Entries from a dataset
__________
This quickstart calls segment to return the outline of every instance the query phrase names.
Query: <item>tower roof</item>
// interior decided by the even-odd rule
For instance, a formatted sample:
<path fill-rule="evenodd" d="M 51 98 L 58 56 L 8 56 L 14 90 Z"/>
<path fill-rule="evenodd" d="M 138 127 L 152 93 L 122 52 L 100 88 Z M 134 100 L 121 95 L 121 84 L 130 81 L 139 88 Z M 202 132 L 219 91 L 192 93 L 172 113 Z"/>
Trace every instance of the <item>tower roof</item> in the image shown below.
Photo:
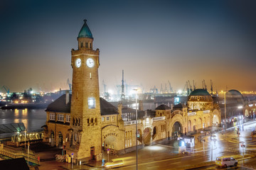
<path fill-rule="evenodd" d="M 87 20 L 85 19 L 84 20 L 85 23 L 82 26 L 80 31 L 79 32 L 78 34 L 78 38 L 92 38 L 92 32 L 90 31 L 88 26 L 86 23 Z"/>
<path fill-rule="evenodd" d="M 193 91 L 189 96 L 210 96 L 206 89 L 198 89 Z"/>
__________
**Your instructions:** Could you convert the rows above into a two-column CSV headed "query" and "output", with one line per request: the request's text under "query" and its answer under "output"? Put each field in quotes, replace line breaks with spaces, and leave the pictures out.

**Output:**
query,output
"This quickstart calls segment to return the outline of every instance the query phrase names. Query: <item>tower roof</item> // interior decided by the even-odd rule For instance, a formatted sample: <path fill-rule=""evenodd"" d=""M 51 98 L 58 56 L 8 56 L 14 90 Z""/> <path fill-rule=""evenodd"" d=""M 138 127 L 152 93 L 122 52 L 100 88 Z M 134 100 L 121 95 L 121 84 L 130 81 L 139 88 Z M 202 132 L 219 91 L 192 93 L 172 113 Z""/> Trace every instance of the <item>tower roof</item> in the image shown below. Photo:","<path fill-rule=""evenodd"" d=""M 87 20 L 85 19 L 84 20 L 85 23 L 82 26 L 80 31 L 79 32 L 78 34 L 78 38 L 92 38 L 92 32 L 90 31 L 88 26 L 86 23 Z""/> <path fill-rule=""evenodd"" d=""M 193 91 L 189 96 L 210 96 L 206 89 L 198 89 Z""/>"